● **DIRECTION**
Please render every line of the following records as a numbered list, leaving out blank lines. Omit the pictures from your answer.

--- Start AVAILABLE RECORDS ---

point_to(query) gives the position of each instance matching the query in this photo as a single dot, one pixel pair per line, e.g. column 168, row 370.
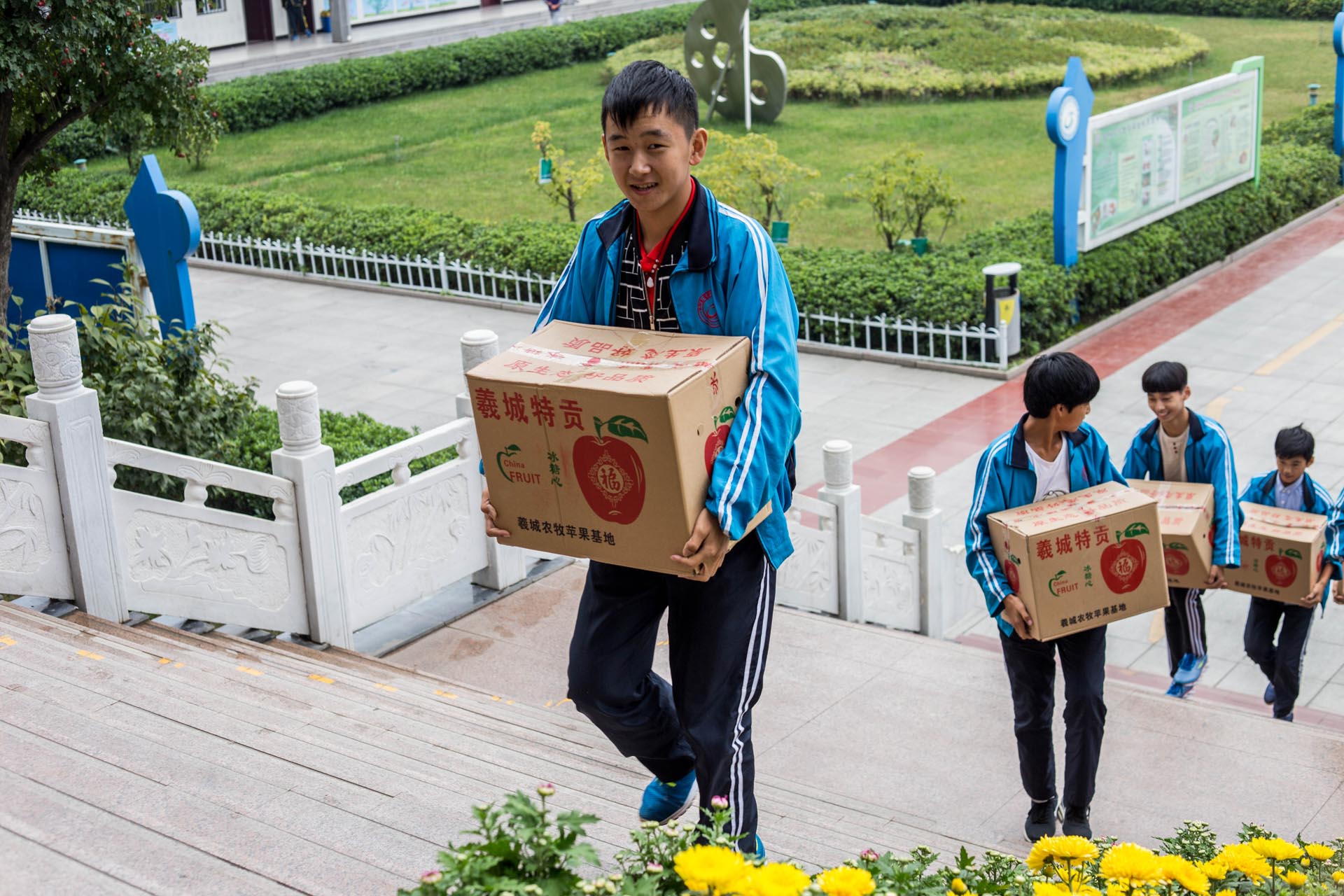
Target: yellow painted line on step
column 1301, row 347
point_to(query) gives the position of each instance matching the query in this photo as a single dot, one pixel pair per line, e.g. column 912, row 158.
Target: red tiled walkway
column 964, row 431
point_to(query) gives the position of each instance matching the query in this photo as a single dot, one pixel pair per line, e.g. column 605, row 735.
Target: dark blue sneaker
column 666, row 801
column 1190, row 669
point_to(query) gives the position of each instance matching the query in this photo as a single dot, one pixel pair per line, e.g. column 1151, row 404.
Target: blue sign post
column 1066, row 124
column 167, row 232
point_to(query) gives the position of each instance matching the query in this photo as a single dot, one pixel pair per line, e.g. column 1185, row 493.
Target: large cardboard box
column 1082, row 559
column 1186, row 520
column 1281, row 552
column 598, row 441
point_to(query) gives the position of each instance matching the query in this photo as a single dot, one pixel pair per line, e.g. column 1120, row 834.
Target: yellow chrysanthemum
column 1184, row 872
column 710, row 869
column 1241, row 858
column 1214, row 869
column 776, row 879
column 1130, row 865
column 846, row 881
column 1276, row 849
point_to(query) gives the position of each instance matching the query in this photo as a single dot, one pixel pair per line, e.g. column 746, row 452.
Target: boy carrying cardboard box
column 1291, row 488
column 1050, row 453
column 672, row 258
column 1183, row 447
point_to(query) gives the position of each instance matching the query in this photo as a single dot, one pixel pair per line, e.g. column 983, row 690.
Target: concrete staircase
column 150, row 760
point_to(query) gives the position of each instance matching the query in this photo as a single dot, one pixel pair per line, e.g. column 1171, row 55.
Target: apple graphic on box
column 609, row 470
column 718, row 438
column 1124, row 564
column 1176, row 561
column 1281, row 568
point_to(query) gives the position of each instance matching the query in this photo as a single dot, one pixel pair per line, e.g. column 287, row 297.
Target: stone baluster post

--- End AVAILABLE RECORDS ---

● **FULL RESPONSE**
1. point_to(query) gives the position of each instance matching the query in this photo as a single dot, one pixel pair per line, e.g. column 168, row 370.
2. Target: yellow painted line on step
3. column 1301, row 347
4. point_to(query) gives the position of each instance matching the query in this photo as a single dot, one pixel pair per line, e.g. column 912, row 158.
5. Target: red tiled walkway
6. column 964, row 431
7. point_to(query) gives the position of each instance matching the query in this photo as a single dot, one pixel pair per line, e.g. column 605, row 735.
8. Target: dark blue sneaker
9. column 666, row 801
10. column 1190, row 669
11. point_to(query) gives the position of each instance matching the query in this photo as a single dot, one pixel pair per line, e.g. column 1151, row 404.
12. Target: blue sign post
13. column 1066, row 124
14. column 167, row 232
15. point_to(query) gives the position of each instance matching the query in this photo as a single dot, one pixel pair per line, e.g. column 1185, row 493.
16. Target: large cardboard box
17. column 1082, row 559
18. column 1186, row 520
19. column 1281, row 552
20. column 598, row 441
21. point_to(query) gives the position of each instance matching the query in this photo as a single dot, one pixel pair per line, e.g. column 1120, row 834.
22. Target: yellow chrysanthemum
23. column 1184, row 872
24. column 710, row 869
25. column 1241, row 858
26. column 1214, row 869
27. column 776, row 879
28. column 1130, row 865
29. column 846, row 881
30. column 1276, row 849
31. point_to(query) gives the position of each instance matching the query in this photo as a single dot, one pixel pair per line, e.g. column 746, row 452.
32. Target: boy carrying cardboard box
33. column 1291, row 488
34. column 1050, row 453
35. column 672, row 258
36. column 1183, row 447
37. point_to(query) gives the position of each instance matching the query in this photo as a single dot, one pixel pair per line, e.g. column 983, row 690.
38. Target: concrete staircase
39. column 150, row 760
40. point_to(query) gives the position of each instance matching the query in this photo as a single dot, one pixel pair per line, e.g. column 1171, row 55.
41. Target: apple graphic on box
42. column 609, row 470
43. column 718, row 438
44. column 1124, row 564
45. column 1176, row 561
46. column 1281, row 568
47. point_to(query) gives the position of each instance matching the query in this photo as a single dot, one pixel pair per line, e.g. column 287, row 297.
48. Target: stone baluster post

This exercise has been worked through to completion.